§ Task brief
Reproduce the stretch of the entries from their start through the line containing "312L634 251L614 229L565", both ends included, and leave the pictures out of your reply.
## BEGIN
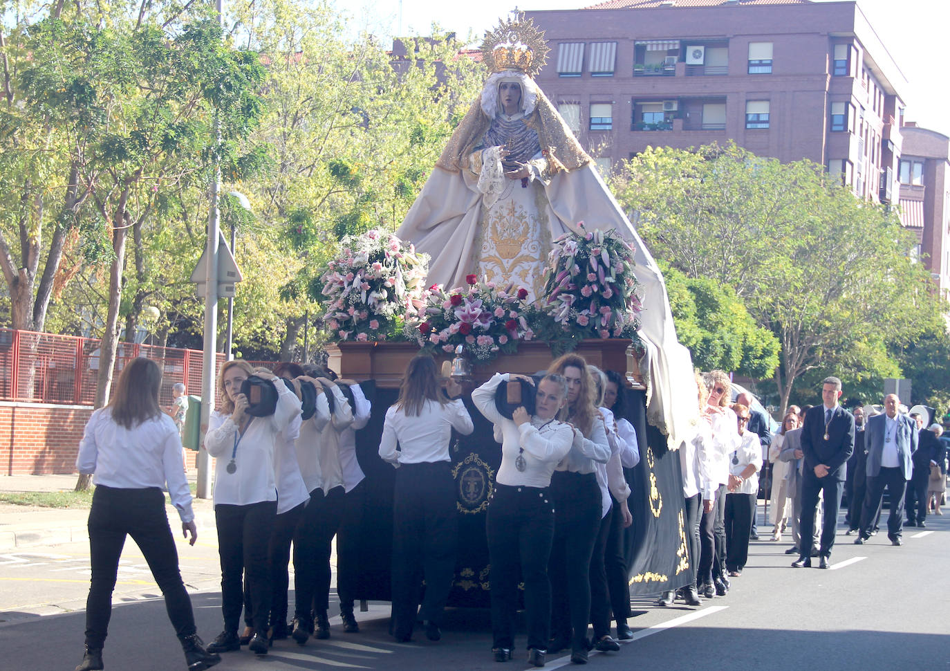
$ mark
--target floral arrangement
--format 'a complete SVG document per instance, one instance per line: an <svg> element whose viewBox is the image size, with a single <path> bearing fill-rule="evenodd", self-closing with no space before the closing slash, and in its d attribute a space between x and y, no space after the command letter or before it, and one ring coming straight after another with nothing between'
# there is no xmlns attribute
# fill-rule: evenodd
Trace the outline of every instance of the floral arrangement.
<svg viewBox="0 0 950 671"><path fill-rule="evenodd" d="M333 340L385 340L425 307L428 256L388 231L347 236L320 278Z"/></svg>
<svg viewBox="0 0 950 671"><path fill-rule="evenodd" d="M640 312L634 251L614 229L565 233L554 240L544 303L574 337L636 337Z"/></svg>
<svg viewBox="0 0 950 671"><path fill-rule="evenodd" d="M526 289L499 288L474 275L466 281L467 286L448 291L438 284L429 287L424 318L414 327L420 345L446 353L462 345L476 360L487 361L513 354L519 341L534 338Z"/></svg>

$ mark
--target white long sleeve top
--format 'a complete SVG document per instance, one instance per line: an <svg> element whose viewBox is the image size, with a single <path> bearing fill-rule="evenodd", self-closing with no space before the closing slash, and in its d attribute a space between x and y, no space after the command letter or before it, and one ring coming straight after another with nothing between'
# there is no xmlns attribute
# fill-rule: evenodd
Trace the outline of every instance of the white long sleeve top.
<svg viewBox="0 0 950 671"><path fill-rule="evenodd" d="M358 384L351 385L350 391L353 393L353 421L340 433L340 468L343 470L343 489L348 492L366 477L356 459L356 431L370 421L372 410Z"/></svg>
<svg viewBox="0 0 950 671"><path fill-rule="evenodd" d="M275 384L277 405L274 414L254 417L238 433L230 414L211 413L204 448L215 463L215 505L247 506L277 498L275 453L282 438L280 432L300 414L300 400L283 383ZM232 457L232 455L234 455ZM233 473L227 465L234 459Z"/></svg>
<svg viewBox="0 0 950 671"><path fill-rule="evenodd" d="M379 456L396 468L400 464L451 461L448 444L452 429L463 435L475 430L461 398L446 403L427 400L422 412L412 417L390 406L383 422Z"/></svg>
<svg viewBox="0 0 950 671"><path fill-rule="evenodd" d="M496 440L501 438L502 465L495 481L509 487L550 487L554 468L574 442L574 430L556 419L531 417L530 422L518 426L503 416L495 407L495 390L507 381L507 373L496 373L472 392L472 403L494 425ZM515 466L519 453L524 458L524 470Z"/></svg>
<svg viewBox="0 0 950 671"><path fill-rule="evenodd" d="M181 438L175 421L162 412L132 429L112 419L110 408L92 412L83 431L76 469L92 482L121 489L164 489L181 522L191 522L191 490L181 461Z"/></svg>

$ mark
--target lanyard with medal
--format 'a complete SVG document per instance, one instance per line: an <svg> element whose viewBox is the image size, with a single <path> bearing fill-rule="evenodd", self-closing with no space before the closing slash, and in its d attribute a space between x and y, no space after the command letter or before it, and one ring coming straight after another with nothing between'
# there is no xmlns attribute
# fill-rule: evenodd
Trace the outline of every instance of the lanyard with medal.
<svg viewBox="0 0 950 671"><path fill-rule="evenodd" d="M553 419L549 419L546 422L544 422L543 424L542 424L540 427L538 427L538 432L541 433L541 430L543 429L544 427L546 427L548 424L550 424L553 421L554 421ZM524 456L523 455L524 455L524 448L522 448L521 445L519 445L518 446L518 456L515 457L515 468L518 469L522 473L524 472L524 470L528 468L527 462L524 461Z"/></svg>

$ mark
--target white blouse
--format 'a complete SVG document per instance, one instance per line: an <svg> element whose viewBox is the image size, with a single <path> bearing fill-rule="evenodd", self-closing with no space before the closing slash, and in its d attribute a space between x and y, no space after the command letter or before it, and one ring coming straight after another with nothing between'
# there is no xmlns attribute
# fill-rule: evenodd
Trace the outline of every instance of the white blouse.
<svg viewBox="0 0 950 671"><path fill-rule="evenodd" d="M472 392L472 403L494 425L495 438L502 443L502 465L495 481L509 487L550 487L554 467L574 442L574 430L556 419L531 417L530 422L518 426L503 416L495 407L495 390L507 381L507 373L496 373ZM524 458L524 470L515 464L519 454Z"/></svg>
<svg viewBox="0 0 950 671"><path fill-rule="evenodd" d="M379 456L399 468L400 464L451 461L448 453L452 429L463 435L475 430L461 398L446 403L427 400L422 412L413 417L390 406L383 422ZM396 451L396 443L400 451Z"/></svg>
<svg viewBox="0 0 950 671"><path fill-rule="evenodd" d="M191 489L181 461L181 439L175 421L162 412L132 429L112 419L110 408L93 412L83 431L76 469L92 482L121 489L168 485L168 496L182 522L191 522Z"/></svg>
<svg viewBox="0 0 950 671"><path fill-rule="evenodd" d="M230 414L217 410L211 413L204 448L217 460L216 506L247 506L277 498L275 452L282 440L281 431L300 414L300 400L283 383L274 386L277 390L274 414L252 418L243 435ZM227 466L232 459L237 470L229 473Z"/></svg>

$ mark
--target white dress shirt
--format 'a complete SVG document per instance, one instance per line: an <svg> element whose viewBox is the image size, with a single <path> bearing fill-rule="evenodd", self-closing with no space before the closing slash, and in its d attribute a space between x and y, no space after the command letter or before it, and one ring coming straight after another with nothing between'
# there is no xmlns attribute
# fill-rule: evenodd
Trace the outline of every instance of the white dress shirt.
<svg viewBox="0 0 950 671"><path fill-rule="evenodd" d="M495 481L509 487L550 487L554 467L567 455L574 442L574 430L556 419L533 416L530 422L518 426L503 416L495 407L495 389L507 381L507 373L496 373L472 392L472 403L494 425L496 440L501 438L502 465ZM515 465L519 454L524 458L524 470Z"/></svg>
<svg viewBox="0 0 950 671"><path fill-rule="evenodd" d="M181 438L162 412L132 429L116 424L108 407L94 411L83 431L76 469L92 482L121 489L168 485L168 496L182 522L191 522L191 489L181 461Z"/></svg>
<svg viewBox="0 0 950 671"><path fill-rule="evenodd" d="M300 414L300 400L282 382L274 387L277 390L274 414L252 418L243 435L230 414L217 410L211 413L204 448L217 460L216 506L247 506L277 498L274 455L282 441L281 431ZM227 466L232 459L237 470L229 473Z"/></svg>
<svg viewBox="0 0 950 671"><path fill-rule="evenodd" d="M351 385L350 391L353 393L353 422L340 433L340 468L343 470L343 489L348 492L366 477L356 459L356 431L370 421L371 411L358 384Z"/></svg>
<svg viewBox="0 0 950 671"><path fill-rule="evenodd" d="M422 412L412 417L390 406L383 422L379 456L396 468L400 464L451 461L448 443L452 429L463 435L475 430L461 398L446 403L427 399Z"/></svg>

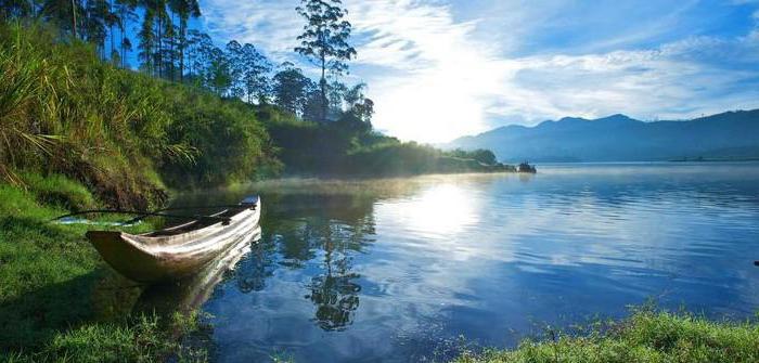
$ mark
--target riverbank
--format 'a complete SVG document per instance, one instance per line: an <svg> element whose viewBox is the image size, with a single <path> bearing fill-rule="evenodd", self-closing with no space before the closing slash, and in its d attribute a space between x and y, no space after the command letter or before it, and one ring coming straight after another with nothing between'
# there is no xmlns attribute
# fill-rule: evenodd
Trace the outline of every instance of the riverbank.
<svg viewBox="0 0 759 363"><path fill-rule="evenodd" d="M513 350L467 352L455 363L659 363L759 361L759 324L712 322L685 313L639 310L579 336L548 332Z"/></svg>
<svg viewBox="0 0 759 363"><path fill-rule="evenodd" d="M202 358L183 349L177 328L196 328L195 316L121 311L139 288L110 289L120 278L83 234L86 225L51 218L101 202L80 183L61 176L20 174L26 190L0 183L0 361L155 361L170 355ZM150 229L132 228L131 232Z"/></svg>

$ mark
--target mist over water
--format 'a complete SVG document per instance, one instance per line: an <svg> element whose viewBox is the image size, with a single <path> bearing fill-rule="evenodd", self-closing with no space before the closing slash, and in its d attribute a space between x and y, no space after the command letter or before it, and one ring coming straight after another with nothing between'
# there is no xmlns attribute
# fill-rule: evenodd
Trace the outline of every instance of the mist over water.
<svg viewBox="0 0 759 363"><path fill-rule="evenodd" d="M253 189L194 196L263 202L262 239L203 308L220 362L439 359L461 335L510 347L651 298L759 308L759 164Z"/></svg>

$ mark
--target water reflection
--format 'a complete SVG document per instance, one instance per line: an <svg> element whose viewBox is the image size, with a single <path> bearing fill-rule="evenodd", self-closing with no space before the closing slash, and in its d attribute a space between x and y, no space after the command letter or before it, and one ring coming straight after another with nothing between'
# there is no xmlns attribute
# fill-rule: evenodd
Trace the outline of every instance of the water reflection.
<svg viewBox="0 0 759 363"><path fill-rule="evenodd" d="M216 359L420 361L459 335L512 346L649 297L759 307L759 165L579 169L265 193L261 242L204 306Z"/></svg>

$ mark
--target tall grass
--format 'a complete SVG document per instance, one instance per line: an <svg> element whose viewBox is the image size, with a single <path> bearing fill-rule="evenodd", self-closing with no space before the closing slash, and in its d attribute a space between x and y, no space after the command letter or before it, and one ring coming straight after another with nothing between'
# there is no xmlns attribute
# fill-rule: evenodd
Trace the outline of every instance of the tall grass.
## END
§ Exercise result
$ mark
--target floral arrangement
--format 'a complete SVG document per instance, one instance per line: an <svg> element whose viewBox is the image size, with a single <path> bearing fill-rule="evenodd", self-closing with no space before the closing slash, and in its d attribute a space between x and y, no space after the command letter or before it, and one ring coming straight after another with nothing between'
# there is no xmlns attribute
# fill-rule: evenodd
Trace the outline of every instance of the floral arrangement.
<svg viewBox="0 0 950 671"><path fill-rule="evenodd" d="M333 340L385 340L425 307L428 256L388 231L347 236L320 278Z"/></svg>
<svg viewBox="0 0 950 671"><path fill-rule="evenodd" d="M640 312L634 251L614 229L565 233L554 240L544 303L574 337L636 337Z"/></svg>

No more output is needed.